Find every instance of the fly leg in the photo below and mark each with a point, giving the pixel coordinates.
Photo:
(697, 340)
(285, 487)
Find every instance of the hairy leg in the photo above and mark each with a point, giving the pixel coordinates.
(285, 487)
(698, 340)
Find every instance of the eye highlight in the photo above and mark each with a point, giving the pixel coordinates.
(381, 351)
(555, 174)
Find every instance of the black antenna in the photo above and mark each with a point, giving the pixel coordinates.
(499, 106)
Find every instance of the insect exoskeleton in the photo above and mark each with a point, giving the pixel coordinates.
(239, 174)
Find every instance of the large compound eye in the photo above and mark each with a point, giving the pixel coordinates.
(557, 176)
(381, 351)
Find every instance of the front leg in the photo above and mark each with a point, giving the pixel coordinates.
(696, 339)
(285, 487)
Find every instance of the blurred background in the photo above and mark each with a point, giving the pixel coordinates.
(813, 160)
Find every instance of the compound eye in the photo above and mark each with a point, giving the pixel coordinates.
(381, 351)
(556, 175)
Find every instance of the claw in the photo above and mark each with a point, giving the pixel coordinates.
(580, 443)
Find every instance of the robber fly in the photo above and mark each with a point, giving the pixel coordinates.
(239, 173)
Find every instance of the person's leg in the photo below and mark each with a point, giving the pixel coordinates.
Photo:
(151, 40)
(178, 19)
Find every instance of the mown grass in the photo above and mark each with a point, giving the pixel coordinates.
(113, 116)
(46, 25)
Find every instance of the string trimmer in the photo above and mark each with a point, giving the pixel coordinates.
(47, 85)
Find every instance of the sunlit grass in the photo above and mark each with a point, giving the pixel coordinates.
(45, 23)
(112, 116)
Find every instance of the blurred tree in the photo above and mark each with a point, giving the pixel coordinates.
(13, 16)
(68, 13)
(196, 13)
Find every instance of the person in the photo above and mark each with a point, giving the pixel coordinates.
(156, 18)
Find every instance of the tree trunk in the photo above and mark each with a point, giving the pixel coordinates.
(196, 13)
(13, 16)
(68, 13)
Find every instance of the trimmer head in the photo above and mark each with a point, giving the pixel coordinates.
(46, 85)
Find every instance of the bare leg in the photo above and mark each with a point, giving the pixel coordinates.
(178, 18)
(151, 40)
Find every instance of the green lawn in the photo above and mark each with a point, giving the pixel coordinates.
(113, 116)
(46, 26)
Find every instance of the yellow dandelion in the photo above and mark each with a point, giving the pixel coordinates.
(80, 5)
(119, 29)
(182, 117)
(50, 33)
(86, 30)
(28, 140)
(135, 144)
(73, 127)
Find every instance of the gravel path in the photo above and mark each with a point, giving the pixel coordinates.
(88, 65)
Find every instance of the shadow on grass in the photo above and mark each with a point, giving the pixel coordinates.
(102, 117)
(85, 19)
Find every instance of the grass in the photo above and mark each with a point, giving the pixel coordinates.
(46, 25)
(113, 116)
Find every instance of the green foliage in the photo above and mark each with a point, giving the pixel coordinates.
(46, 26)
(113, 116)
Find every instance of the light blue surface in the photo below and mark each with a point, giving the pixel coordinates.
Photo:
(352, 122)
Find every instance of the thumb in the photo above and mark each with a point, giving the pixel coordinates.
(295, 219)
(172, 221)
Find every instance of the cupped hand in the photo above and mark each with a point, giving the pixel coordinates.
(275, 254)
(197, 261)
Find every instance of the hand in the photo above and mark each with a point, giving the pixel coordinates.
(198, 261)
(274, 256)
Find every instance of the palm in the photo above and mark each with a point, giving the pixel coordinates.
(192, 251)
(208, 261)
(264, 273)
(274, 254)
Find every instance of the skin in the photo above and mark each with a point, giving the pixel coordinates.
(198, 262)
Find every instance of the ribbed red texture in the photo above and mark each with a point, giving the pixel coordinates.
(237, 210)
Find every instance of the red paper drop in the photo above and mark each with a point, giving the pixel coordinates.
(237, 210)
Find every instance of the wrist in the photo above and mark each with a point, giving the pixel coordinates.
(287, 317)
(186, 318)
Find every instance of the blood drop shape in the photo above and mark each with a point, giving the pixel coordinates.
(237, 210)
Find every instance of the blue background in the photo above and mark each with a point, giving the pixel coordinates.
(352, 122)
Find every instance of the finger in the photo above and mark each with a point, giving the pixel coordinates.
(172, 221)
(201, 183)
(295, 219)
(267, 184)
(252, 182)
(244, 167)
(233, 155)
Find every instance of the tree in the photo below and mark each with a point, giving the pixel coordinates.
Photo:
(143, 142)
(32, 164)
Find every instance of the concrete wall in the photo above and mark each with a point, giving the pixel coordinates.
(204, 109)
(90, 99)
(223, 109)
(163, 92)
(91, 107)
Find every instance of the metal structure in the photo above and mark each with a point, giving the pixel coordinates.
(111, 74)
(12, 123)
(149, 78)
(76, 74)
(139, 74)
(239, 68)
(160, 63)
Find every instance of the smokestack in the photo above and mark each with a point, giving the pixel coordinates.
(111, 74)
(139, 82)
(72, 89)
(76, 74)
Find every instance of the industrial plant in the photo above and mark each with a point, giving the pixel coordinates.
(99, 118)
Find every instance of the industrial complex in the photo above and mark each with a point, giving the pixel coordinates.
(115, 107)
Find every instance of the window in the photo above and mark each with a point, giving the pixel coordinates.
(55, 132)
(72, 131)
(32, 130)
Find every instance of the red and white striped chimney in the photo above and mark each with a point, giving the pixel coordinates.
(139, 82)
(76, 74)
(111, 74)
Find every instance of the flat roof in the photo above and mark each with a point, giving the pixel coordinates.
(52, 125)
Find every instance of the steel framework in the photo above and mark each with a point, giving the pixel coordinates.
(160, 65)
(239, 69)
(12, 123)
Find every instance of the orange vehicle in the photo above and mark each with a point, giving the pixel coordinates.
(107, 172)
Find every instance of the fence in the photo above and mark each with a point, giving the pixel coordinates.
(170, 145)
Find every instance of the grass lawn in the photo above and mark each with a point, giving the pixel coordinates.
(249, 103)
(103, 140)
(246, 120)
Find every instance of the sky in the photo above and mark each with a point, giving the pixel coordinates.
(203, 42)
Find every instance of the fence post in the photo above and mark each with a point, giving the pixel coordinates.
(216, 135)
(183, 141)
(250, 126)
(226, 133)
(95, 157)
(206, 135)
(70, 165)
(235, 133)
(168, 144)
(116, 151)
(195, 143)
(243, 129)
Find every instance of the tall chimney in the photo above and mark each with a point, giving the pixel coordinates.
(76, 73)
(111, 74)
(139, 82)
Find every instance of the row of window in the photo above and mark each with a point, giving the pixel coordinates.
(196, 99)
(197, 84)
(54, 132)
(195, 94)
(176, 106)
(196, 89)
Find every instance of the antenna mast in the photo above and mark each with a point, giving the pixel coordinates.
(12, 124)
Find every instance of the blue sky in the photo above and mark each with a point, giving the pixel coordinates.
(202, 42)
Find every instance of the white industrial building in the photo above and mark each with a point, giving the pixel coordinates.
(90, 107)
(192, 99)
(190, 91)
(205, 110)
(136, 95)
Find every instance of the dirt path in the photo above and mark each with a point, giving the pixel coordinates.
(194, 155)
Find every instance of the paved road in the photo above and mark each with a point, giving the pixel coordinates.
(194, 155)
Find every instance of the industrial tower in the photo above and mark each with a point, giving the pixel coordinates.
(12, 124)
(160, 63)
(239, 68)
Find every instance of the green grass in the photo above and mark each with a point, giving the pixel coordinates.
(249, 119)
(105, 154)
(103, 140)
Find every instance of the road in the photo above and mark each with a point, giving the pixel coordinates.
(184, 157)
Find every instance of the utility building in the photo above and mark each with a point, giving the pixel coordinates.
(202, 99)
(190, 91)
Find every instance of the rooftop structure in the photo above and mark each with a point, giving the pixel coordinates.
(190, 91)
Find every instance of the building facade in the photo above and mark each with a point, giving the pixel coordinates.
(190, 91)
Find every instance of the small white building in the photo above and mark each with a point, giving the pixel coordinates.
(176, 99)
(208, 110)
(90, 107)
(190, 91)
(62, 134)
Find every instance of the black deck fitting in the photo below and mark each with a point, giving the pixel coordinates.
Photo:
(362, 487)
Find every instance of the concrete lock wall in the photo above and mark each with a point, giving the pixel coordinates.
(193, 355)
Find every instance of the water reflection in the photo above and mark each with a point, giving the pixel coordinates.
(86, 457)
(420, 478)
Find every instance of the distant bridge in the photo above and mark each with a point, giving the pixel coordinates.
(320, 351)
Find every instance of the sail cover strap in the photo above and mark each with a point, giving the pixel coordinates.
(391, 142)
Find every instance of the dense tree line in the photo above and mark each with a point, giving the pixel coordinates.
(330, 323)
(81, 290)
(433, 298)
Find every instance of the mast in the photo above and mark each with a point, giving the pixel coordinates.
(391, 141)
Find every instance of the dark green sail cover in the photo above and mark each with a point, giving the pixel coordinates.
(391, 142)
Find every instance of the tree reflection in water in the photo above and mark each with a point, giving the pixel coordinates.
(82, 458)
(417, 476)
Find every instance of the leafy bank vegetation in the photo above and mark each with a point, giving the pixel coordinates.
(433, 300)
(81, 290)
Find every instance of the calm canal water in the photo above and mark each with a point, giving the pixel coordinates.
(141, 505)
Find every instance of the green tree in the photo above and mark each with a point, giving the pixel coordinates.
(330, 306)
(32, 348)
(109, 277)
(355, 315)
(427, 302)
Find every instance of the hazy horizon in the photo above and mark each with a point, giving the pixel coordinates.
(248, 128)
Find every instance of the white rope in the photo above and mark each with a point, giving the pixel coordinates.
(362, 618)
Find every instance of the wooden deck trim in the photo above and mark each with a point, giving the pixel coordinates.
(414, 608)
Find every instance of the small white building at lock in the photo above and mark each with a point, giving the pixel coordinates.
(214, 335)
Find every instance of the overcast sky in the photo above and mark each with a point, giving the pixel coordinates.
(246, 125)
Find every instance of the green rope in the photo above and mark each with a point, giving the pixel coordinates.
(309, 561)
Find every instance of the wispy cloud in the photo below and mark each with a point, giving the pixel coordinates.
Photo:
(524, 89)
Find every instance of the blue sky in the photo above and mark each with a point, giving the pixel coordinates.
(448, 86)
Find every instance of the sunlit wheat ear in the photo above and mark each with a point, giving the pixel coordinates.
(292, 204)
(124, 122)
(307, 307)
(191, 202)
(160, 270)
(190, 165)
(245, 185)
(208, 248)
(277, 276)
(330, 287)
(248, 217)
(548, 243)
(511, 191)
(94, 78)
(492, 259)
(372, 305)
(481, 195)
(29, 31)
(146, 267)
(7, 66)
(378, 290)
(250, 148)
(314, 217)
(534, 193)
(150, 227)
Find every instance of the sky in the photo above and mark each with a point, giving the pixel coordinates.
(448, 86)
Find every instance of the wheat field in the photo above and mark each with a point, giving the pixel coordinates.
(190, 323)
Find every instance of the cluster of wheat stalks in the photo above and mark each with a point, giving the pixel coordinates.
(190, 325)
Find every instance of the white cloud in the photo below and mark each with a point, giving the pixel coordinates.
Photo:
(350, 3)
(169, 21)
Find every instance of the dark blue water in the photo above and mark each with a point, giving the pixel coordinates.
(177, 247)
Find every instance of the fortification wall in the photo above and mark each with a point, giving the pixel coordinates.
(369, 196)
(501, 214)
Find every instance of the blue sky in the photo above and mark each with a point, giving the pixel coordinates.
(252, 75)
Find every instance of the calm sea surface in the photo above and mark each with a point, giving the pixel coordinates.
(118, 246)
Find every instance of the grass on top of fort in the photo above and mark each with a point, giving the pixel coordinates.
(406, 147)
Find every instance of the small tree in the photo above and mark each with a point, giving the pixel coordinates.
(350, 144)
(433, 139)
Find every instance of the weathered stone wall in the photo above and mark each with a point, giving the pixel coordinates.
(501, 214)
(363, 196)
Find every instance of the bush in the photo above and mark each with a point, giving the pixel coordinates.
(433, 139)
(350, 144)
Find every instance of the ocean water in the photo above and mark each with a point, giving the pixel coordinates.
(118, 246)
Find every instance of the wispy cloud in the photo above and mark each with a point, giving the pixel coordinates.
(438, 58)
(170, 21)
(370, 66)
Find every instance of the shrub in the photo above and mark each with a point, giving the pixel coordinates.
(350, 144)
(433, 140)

## WRITTEN TASK
Exactly reproduce the lines beginning with the one that contains "Find every instance of the wheat" and ending with the last line of the material, both included. Leave out everything else.

## EXERCISE RESPONSE
Find every instance of the wheat field in the photo above and mark each with a point, giving the pixel coordinates.
(190, 323)
Find every instance of the cluster of wheat stalks in the photo above and mark each with a point, giving the pixel coordinates.
(190, 325)
Find every instance of the white cloud in the photo below and mark each with a point, giving the pixel coordinates.
Photo:
(350, 3)
(169, 21)
Find every instance of the dark blue water in the photo above and mark each with a point, giving the pixel coordinates.
(177, 247)
Find every instance of the fortification wall in the photo above and mark each with a point, giving the pixel coordinates.
(369, 196)
(501, 214)
Find every instance of the blue sky in the photo above and mark each with a point, giving the pixel coordinates.
(252, 75)
Find every instance of the calm sea surface in the photo above and mark each with a point, giving the pixel coordinates.
(118, 246)
Find every instance of the grass on top of fort in the photo above and mark each with a point, giving the pixel coordinates.
(406, 147)
Find every instance of the small tree in the photo above and mark each with a point, giving the pixel coordinates.
(350, 144)
(433, 139)
Find every instance of the weathered stone wall in the photo above and mark each with a point, giving the pixel coordinates.
(501, 214)
(363, 196)
Find every instance of the bush in the photo above and mark each with a point, giving the pixel coordinates.
(433, 139)
(350, 144)
Find every instance of the ocean water in the photo above and mark each with a point, giving the pixel coordinates.
(118, 246)
Find every instance of the wispy cloud in the photo above and mark each with a point, giving the pixel coordinates.
(438, 58)
(170, 21)
(370, 66)
Find every instance of the shrub in the photo above and mark each with a point, giving the pixel coordinates.
(350, 144)
(433, 140)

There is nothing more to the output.